## INSTRUCTIONS FOR THE TASK
Please swap every "integer pixels" in the items below for "whole-number pixels", and leave everything else unchanged.

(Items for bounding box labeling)
— START —
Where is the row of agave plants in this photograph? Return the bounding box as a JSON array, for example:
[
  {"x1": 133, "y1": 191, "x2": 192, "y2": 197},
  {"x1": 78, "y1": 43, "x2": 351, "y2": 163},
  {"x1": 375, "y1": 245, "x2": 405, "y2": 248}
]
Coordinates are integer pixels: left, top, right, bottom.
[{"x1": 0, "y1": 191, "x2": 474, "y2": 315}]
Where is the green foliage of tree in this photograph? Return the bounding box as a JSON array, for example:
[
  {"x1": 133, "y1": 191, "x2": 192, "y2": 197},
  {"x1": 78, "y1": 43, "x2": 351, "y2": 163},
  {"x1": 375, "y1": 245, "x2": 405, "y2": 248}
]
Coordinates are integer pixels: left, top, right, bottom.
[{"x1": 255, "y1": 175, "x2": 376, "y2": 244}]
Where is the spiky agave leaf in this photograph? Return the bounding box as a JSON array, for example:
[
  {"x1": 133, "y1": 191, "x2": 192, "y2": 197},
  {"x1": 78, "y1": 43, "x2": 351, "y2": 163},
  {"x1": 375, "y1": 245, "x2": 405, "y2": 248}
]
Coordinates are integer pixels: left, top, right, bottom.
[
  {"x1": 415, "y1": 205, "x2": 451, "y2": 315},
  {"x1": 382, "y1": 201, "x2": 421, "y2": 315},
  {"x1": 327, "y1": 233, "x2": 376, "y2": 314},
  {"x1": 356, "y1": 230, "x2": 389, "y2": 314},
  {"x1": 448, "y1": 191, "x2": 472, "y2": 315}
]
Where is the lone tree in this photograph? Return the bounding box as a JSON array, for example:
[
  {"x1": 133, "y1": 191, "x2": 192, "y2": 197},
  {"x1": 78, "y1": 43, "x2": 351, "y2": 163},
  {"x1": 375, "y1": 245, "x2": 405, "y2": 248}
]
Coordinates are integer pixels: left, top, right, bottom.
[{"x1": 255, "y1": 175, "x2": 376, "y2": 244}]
— END —
## SOLUTION TO THE EXERCISE
Where is the row of agave plants in this photograph? Return the bounding box as a JSON array, for example:
[
  {"x1": 133, "y1": 191, "x2": 192, "y2": 197},
  {"x1": 78, "y1": 43, "x2": 351, "y2": 163},
  {"x1": 375, "y1": 245, "x2": 405, "y2": 248}
]
Coordinates are whole-number pixels: left, top, right, bottom.
[{"x1": 0, "y1": 191, "x2": 474, "y2": 315}]
Where is the green foliage of tree in this photograph? Return the bounding box as a JSON array, for example:
[
  {"x1": 133, "y1": 191, "x2": 192, "y2": 197},
  {"x1": 78, "y1": 43, "x2": 351, "y2": 163},
  {"x1": 375, "y1": 245, "x2": 405, "y2": 248}
]
Coordinates are whole-number pixels: left, top, right, bottom.
[{"x1": 255, "y1": 175, "x2": 376, "y2": 244}]
Where is the spiky agave leaf in this photograph? Return the bounding box as a JSON array, for example:
[
  {"x1": 133, "y1": 191, "x2": 192, "y2": 197},
  {"x1": 78, "y1": 43, "x2": 351, "y2": 163},
  {"x1": 375, "y1": 245, "x2": 405, "y2": 248}
]
Coordinates are whole-number pixels: left, top, right, bottom.
[
  {"x1": 415, "y1": 205, "x2": 451, "y2": 315},
  {"x1": 382, "y1": 201, "x2": 421, "y2": 315},
  {"x1": 327, "y1": 233, "x2": 376, "y2": 314},
  {"x1": 356, "y1": 230, "x2": 389, "y2": 314},
  {"x1": 448, "y1": 191, "x2": 472, "y2": 315}
]
Where is the lone tree in this photograph? Return the bounding box as a JSON array, for example:
[
  {"x1": 133, "y1": 191, "x2": 192, "y2": 197},
  {"x1": 78, "y1": 43, "x2": 351, "y2": 163},
  {"x1": 375, "y1": 245, "x2": 405, "y2": 248}
]
Coordinates are whole-number pixels: left, top, right, bottom.
[{"x1": 255, "y1": 175, "x2": 376, "y2": 244}]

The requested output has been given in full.